What this task involves:
Every entry that follows should be repeated exactly; drop the images.

(Dataset entries)
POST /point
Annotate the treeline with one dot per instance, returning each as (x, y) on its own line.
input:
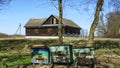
(111, 28)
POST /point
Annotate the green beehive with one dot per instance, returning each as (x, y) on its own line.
(61, 54)
(40, 54)
(83, 55)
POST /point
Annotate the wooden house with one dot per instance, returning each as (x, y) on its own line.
(49, 27)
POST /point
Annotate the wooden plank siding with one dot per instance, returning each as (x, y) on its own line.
(42, 31)
(49, 27)
(52, 31)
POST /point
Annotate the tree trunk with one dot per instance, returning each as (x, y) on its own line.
(96, 20)
(60, 32)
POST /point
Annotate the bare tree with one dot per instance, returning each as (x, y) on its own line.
(113, 24)
(101, 27)
(60, 31)
(96, 19)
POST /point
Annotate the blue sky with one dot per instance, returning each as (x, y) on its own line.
(20, 11)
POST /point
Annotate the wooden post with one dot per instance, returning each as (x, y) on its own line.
(60, 31)
(119, 36)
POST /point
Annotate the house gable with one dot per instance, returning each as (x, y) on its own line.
(51, 20)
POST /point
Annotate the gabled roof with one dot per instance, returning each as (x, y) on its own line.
(38, 22)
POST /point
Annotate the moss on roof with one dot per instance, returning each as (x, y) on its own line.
(38, 22)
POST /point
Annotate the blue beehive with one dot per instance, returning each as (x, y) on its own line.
(40, 55)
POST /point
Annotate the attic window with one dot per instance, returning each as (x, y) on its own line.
(54, 21)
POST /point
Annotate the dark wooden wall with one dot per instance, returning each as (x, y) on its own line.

Answer space:
POST /point
Annotate the treeline with one dot per instance, returning each as (x, y) on its own line.
input:
(111, 28)
POST /point
Annotate the green beehive with one dot per instance, returning each as (x, y) on its own line.
(61, 54)
(40, 54)
(83, 55)
POST /point
Annotate the wooden house with one dot per instance, returning each as (x, y) on its own line.
(49, 27)
POST /point
Annotate the wooden plank siding with one dot per instance, returning each as (x, y) on its own line.
(42, 31)
(49, 27)
(52, 31)
POST /point
Annotate the tree trunk with one dot per instance, returning each as (x, y) on its own line.
(96, 20)
(60, 32)
POST /point
Annotate the bare tree with one dot per instance, returning each as (x, y) on its own line.
(113, 24)
(101, 27)
(60, 31)
(96, 19)
POST /point
Annotate the blue sky with one dot per instance, returning each as (x, y) on its own line.
(20, 11)
POST /point
Annotate the wooden post with one dot per instance, returning each as (x, y) on its own line.
(60, 31)
(119, 36)
POST /point
Annotate the house gable with one dot per instance, returning each as (x, y) on its own line.
(51, 20)
POST /point
Annotate the gabled roof with one dot per instance, returning each as (x, y) on its own line.
(38, 22)
POST /point
Annotate the moss on roof with one dot per instance, returning each as (x, y) on its own line.
(38, 22)
POST /point
Annotate the blue beehive with one dot per instance, returning each as (x, y) on its own line.
(40, 55)
POST /point
Annotate the attic window with one dot per instance, returning each as (x, y) on its own line.
(54, 21)
POST /point
Annotate the dark wooden wall with one dot per instance, returning each as (x, y) on its own line.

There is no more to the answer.